#### [Saved entries]
[Start of Attachment]
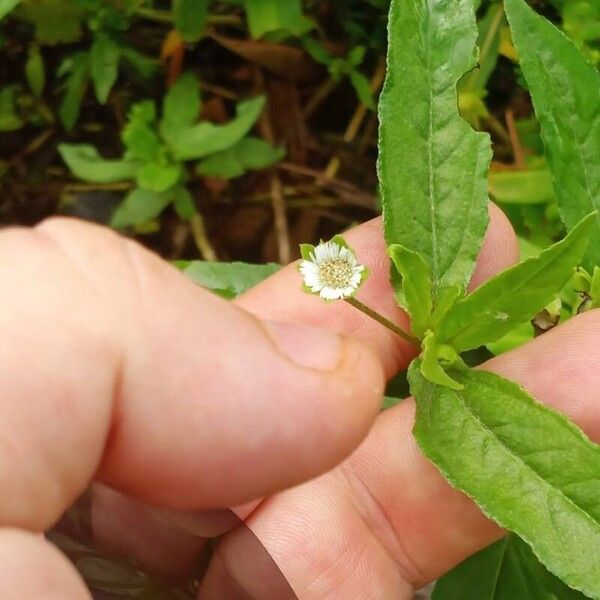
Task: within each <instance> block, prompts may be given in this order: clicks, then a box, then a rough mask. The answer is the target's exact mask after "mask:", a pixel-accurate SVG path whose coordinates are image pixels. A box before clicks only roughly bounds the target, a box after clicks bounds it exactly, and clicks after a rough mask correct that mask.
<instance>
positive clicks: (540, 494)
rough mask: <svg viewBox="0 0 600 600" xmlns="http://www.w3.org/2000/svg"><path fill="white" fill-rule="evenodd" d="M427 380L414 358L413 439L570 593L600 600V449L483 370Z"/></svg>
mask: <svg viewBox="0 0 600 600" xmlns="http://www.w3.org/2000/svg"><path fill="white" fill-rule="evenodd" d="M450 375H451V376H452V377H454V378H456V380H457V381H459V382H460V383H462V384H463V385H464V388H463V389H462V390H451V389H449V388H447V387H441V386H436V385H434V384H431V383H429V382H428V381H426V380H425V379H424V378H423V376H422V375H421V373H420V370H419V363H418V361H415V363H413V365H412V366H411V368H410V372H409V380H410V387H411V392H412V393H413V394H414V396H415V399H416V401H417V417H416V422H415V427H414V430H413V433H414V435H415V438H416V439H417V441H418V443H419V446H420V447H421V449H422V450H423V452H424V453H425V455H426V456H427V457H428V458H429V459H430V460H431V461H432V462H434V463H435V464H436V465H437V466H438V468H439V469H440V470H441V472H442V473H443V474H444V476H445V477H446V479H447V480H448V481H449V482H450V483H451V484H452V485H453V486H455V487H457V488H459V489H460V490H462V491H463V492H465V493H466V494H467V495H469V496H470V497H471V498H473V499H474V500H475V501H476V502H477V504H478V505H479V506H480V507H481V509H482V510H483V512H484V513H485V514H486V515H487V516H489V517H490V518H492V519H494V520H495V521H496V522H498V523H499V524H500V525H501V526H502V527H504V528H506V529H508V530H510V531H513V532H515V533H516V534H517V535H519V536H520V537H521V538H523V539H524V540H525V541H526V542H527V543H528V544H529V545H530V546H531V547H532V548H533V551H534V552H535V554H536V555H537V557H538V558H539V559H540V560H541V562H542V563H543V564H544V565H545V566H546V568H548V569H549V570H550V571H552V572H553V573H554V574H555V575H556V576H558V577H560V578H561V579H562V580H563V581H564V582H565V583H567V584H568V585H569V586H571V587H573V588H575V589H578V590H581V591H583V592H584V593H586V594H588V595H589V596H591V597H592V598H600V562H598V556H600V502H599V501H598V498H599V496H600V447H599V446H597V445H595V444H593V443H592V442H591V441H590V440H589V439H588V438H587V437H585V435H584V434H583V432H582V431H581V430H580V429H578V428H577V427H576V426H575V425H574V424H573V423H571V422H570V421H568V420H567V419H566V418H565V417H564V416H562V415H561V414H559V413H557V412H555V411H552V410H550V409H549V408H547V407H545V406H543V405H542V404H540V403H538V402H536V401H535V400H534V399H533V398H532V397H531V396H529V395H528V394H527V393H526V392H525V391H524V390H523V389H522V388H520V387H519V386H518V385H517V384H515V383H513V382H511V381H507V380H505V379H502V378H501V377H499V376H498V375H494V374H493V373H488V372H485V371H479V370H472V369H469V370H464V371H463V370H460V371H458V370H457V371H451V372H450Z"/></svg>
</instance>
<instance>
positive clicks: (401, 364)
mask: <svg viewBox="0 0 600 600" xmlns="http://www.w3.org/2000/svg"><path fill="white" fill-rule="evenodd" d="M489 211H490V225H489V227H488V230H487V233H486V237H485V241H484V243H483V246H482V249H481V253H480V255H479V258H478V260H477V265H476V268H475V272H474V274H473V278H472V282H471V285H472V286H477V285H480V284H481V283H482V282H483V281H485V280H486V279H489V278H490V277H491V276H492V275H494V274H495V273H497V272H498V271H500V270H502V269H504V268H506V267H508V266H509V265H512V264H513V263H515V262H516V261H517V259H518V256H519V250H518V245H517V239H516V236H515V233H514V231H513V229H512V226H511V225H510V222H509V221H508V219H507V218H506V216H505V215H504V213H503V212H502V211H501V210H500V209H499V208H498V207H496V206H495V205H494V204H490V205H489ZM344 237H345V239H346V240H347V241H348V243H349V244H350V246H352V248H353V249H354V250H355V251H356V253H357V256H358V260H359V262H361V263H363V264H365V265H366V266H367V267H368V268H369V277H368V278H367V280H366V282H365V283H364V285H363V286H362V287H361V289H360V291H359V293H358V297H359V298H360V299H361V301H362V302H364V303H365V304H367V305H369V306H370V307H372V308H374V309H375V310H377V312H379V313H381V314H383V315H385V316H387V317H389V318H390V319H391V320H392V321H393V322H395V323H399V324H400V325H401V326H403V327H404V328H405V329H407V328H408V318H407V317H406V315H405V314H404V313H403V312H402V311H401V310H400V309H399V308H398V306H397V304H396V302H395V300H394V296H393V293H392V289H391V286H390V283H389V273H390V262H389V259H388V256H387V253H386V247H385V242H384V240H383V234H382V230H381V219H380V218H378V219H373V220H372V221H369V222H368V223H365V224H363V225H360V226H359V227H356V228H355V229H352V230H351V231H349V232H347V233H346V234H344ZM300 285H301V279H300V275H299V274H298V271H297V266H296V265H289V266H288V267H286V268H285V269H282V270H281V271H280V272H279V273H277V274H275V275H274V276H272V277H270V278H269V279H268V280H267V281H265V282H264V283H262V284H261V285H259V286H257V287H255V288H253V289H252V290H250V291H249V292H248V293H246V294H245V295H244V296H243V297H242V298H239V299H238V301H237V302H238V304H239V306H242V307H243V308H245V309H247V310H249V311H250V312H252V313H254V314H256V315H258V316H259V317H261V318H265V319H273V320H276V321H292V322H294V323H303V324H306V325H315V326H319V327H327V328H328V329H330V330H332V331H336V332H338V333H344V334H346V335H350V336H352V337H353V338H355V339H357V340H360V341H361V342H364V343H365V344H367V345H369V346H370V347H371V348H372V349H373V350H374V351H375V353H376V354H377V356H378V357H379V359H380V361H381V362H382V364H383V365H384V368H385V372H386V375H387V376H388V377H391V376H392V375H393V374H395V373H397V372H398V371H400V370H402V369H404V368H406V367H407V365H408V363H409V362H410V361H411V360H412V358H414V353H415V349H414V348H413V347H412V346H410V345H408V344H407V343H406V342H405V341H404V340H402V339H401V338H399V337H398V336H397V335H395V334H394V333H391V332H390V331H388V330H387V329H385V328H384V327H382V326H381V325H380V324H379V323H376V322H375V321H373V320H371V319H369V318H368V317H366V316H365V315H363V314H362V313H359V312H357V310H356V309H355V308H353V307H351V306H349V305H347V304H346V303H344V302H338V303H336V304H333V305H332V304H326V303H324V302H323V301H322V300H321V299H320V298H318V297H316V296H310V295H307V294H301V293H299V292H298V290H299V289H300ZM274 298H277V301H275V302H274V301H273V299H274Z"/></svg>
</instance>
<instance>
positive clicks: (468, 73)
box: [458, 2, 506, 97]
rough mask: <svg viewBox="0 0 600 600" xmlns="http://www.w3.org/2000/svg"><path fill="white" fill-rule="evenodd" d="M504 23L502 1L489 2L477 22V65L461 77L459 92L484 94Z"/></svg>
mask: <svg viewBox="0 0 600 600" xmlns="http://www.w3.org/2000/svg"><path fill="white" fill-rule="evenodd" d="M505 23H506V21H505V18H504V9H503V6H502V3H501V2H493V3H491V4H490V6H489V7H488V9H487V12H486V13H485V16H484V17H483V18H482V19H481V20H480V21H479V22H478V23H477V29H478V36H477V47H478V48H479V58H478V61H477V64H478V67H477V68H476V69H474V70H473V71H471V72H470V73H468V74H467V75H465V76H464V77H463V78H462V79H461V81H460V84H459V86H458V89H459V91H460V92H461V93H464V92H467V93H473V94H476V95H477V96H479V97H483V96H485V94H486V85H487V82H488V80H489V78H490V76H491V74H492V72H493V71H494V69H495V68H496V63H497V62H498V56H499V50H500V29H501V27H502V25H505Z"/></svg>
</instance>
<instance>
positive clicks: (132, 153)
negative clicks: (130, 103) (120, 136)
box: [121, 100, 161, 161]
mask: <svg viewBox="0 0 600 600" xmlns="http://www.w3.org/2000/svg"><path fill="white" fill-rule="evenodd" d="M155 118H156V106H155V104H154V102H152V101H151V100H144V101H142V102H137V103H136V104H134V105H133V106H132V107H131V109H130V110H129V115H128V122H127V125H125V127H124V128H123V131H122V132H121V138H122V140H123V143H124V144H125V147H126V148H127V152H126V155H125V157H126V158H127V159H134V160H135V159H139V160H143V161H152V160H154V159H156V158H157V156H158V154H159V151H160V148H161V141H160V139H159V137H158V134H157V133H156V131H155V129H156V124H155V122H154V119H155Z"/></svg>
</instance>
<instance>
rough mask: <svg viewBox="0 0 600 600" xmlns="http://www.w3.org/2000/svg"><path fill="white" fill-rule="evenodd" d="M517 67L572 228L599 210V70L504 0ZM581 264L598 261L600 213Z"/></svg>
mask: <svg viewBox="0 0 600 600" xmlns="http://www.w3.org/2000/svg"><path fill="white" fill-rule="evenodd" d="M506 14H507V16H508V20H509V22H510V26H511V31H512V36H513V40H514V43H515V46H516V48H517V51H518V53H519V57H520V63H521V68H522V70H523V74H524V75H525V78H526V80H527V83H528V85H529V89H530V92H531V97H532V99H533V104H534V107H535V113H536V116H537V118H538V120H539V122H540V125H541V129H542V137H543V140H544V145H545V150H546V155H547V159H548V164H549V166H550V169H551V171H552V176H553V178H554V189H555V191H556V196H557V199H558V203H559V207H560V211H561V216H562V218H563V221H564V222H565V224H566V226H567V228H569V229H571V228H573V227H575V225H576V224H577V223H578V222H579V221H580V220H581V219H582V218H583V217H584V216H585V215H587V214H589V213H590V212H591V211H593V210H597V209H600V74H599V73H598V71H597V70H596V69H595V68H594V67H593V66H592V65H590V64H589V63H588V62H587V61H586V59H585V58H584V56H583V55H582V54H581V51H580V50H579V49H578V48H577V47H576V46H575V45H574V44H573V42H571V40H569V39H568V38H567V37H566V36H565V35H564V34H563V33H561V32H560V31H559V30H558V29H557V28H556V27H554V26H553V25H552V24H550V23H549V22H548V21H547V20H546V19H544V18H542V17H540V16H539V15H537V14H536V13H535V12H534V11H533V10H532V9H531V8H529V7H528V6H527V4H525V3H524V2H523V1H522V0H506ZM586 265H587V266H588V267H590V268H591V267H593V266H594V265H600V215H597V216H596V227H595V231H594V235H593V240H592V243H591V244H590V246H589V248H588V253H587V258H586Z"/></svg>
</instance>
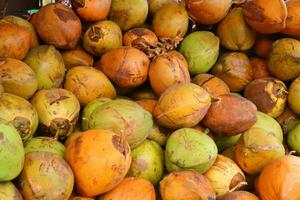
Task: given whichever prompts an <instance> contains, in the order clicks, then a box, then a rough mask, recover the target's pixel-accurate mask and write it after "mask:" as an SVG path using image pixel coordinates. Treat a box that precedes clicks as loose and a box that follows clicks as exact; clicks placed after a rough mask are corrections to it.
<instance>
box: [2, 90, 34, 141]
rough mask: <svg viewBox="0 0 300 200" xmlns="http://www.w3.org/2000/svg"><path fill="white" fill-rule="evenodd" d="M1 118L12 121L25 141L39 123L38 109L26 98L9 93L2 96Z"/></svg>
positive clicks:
[End of Attachment]
#### [How to complete this task]
Rewrite the entries from the very beginning up to and including the line containing "380L414 358L413 439L570", changing "rough mask" to "coarse mask" and keeping everything else the same. Omit the pictures from your answer.

#### [Exercise result]
Task: within each <instance> block, prompts may be given in this order: clicks, then a box, then a coarse mask. The answer is the target's exact mask after "mask:", a pixel-accurate SVG path whose coordinates are image pixels. A box before clicks only roughly bounds the target, a box after clicks bounds it exactly, and clicks after a coarse mask correct that mask.
<instance>
positive clicks: (540, 494)
coarse mask: <svg viewBox="0 0 600 600" xmlns="http://www.w3.org/2000/svg"><path fill="white" fill-rule="evenodd" d="M427 380L414 358L413 439L570 593L600 600V449L483 370Z"/></svg>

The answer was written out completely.